(begin)
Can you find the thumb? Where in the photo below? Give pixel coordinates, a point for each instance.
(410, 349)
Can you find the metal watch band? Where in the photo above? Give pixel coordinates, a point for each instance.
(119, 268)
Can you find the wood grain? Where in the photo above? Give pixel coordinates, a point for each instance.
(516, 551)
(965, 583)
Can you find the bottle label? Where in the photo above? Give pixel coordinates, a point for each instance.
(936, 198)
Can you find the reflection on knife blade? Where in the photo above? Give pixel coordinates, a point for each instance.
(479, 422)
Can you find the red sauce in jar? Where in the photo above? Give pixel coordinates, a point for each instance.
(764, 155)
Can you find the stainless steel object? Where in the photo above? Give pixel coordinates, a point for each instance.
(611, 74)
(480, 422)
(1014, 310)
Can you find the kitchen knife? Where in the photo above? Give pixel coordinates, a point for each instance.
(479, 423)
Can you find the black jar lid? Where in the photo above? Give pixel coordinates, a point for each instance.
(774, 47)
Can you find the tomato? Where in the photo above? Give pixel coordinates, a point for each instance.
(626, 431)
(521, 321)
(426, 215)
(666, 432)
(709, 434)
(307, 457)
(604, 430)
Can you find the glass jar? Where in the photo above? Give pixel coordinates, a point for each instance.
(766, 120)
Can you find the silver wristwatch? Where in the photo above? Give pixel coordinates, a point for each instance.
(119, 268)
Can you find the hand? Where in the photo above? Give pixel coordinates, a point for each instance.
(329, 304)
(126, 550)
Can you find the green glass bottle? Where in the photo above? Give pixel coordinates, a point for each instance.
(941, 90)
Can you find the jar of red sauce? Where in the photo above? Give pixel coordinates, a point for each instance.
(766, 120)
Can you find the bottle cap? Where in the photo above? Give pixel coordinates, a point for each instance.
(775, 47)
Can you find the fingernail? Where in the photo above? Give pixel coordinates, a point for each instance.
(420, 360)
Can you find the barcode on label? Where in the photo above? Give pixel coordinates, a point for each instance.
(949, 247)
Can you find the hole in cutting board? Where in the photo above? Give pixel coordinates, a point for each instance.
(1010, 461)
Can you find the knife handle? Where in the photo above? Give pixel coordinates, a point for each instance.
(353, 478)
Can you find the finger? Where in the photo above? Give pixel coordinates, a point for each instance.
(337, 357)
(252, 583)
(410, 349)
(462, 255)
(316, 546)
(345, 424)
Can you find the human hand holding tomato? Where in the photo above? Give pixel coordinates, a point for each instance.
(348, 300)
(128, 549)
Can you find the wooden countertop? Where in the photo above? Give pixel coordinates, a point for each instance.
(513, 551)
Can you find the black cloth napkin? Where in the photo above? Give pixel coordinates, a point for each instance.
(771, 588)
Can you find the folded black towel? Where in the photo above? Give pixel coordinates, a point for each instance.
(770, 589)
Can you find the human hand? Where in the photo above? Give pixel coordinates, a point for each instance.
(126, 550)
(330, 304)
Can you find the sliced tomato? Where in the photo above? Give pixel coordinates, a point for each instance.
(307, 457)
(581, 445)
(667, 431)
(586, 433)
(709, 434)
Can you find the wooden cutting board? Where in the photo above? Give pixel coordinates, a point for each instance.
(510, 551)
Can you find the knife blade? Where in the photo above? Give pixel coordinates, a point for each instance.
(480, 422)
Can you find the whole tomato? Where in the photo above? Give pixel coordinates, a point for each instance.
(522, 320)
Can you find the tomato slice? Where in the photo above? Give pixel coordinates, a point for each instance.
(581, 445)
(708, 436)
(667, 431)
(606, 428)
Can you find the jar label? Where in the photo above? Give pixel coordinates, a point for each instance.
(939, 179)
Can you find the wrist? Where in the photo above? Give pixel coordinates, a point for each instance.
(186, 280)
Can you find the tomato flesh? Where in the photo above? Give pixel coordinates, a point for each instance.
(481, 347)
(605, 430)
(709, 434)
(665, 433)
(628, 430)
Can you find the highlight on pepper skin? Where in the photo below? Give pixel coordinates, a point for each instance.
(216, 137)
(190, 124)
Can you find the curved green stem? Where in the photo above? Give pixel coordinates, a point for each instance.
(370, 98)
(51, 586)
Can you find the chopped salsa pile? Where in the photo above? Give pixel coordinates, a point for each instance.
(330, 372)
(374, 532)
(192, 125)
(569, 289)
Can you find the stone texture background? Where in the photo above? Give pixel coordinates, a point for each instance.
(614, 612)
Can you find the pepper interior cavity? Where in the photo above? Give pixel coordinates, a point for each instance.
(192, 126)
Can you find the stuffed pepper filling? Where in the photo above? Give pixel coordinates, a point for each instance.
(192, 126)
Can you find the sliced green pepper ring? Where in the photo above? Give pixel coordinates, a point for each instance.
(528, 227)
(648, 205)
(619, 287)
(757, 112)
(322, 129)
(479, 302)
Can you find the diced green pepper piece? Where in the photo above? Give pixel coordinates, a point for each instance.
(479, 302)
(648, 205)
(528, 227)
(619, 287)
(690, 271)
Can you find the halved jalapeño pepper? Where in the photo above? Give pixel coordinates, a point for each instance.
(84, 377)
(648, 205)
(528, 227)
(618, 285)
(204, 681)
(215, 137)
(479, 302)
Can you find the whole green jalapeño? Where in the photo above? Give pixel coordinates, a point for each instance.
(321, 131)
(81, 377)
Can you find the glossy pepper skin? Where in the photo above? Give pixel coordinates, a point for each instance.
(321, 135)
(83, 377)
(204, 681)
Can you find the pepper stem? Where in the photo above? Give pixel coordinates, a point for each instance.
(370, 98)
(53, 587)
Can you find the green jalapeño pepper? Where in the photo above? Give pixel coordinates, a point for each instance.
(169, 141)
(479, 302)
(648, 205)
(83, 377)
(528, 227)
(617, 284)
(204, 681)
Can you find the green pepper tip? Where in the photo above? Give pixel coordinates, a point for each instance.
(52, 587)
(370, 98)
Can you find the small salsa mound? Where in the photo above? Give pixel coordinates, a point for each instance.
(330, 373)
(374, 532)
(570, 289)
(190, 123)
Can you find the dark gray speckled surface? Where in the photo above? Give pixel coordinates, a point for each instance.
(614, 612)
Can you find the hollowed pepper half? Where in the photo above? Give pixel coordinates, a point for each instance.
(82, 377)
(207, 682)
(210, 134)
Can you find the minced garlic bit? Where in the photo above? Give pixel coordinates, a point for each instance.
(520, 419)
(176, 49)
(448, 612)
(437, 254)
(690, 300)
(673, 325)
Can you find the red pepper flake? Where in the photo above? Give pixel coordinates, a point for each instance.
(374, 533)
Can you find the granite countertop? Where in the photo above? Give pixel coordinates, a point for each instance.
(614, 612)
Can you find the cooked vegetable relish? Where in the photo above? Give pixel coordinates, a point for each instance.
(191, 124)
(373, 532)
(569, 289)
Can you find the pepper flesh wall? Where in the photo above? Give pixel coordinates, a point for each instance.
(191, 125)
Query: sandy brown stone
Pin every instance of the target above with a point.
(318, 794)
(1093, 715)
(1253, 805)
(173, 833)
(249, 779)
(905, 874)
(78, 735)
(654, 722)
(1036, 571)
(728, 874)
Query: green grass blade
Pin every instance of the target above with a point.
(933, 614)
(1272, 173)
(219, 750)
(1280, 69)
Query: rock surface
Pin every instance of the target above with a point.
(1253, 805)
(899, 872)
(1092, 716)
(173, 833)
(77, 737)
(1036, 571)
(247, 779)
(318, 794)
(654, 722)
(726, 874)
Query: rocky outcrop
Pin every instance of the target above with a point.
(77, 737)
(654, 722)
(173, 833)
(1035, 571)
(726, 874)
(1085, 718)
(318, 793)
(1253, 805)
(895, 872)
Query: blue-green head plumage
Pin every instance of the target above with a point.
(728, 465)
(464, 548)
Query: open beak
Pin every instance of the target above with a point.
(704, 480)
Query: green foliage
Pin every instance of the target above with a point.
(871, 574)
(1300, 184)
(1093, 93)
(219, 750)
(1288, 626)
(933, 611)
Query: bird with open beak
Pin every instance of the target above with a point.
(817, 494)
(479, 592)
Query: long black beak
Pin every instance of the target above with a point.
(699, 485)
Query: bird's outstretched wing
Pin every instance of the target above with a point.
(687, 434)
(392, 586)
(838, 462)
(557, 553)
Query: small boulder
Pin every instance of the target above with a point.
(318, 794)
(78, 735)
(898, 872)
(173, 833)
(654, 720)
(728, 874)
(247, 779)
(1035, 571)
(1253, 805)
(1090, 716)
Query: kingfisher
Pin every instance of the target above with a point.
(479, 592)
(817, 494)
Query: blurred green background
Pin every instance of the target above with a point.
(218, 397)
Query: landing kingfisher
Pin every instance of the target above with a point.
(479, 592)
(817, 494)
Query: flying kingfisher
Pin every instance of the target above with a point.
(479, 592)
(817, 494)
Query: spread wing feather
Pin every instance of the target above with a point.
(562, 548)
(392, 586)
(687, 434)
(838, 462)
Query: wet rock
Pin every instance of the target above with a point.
(end)
=== GOAL ===
Return precisely the lines of the records, starting with the line that holds "Query: kingfisher" and ending with the last one.

=== COMPLETE OUTPUT ===
Query: kingfisher
Pin every instance of the target above with a point.
(479, 592)
(817, 494)
Query: blurred green background
Pin every instance of the target above with a point.
(218, 397)
Query: landing kingfisher
Pin every instance of the target above with a point.
(479, 592)
(817, 494)
Query: flying kingfisher
Pin every instance of the target above with a point.
(479, 592)
(817, 494)
Query: spread wing feather
Pin every instance of the target above with a point.
(562, 548)
(392, 586)
(687, 434)
(838, 462)
Query: wet rock
Pin every instance of the target above with a point.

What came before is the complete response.